▶ The request:
Rewrite every line in the stretch from the line containing "Practice. Spot the yellow" through the end of the records, multiplying each point coordinate in the answers (not the sample coordinates) by 0.35 and rounding to whole numbers, with halves rounded up. Leave the pictures out.

(Excerpts from point annotation data)
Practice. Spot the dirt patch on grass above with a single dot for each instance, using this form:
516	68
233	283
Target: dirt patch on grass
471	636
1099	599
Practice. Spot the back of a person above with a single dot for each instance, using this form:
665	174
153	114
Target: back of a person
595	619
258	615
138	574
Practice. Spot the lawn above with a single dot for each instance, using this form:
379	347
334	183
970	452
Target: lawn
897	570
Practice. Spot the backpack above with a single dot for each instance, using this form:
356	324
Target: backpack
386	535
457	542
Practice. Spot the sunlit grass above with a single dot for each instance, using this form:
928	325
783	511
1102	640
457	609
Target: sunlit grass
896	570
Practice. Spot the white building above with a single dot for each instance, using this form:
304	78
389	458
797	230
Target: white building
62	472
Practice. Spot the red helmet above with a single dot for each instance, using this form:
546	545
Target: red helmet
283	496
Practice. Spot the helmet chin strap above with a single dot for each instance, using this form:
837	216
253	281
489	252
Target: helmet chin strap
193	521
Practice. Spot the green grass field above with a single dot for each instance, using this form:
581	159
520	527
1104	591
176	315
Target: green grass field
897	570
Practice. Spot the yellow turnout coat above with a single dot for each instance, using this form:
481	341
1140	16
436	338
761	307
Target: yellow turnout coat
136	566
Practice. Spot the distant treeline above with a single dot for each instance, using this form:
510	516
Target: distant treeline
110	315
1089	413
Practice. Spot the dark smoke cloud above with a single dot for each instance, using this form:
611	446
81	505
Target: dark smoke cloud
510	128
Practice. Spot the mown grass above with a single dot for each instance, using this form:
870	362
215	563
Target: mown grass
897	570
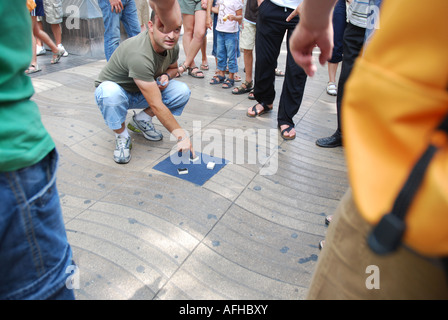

▶ Worked solution:
Practice. Spot the yellow turnout coat above with a single dot for each instance, using this form:
481	341
1140	16
436	338
761	307
Target: yellow turnout coat
48	198
Practice. Spot the distant treeline above with a single dot for each instance, using this form:
510	516
Target: distant treeline
39	110
381	145
Practice. Spot the dark smoke cloud above with a single dot for each instance, using this form:
611	446
81	505
Target: dark smoke cloud
179	45
Practice. Spot the mown grass above with a single dot for each instance, using this form:
870	362
215	563
Target: mown grass
314	200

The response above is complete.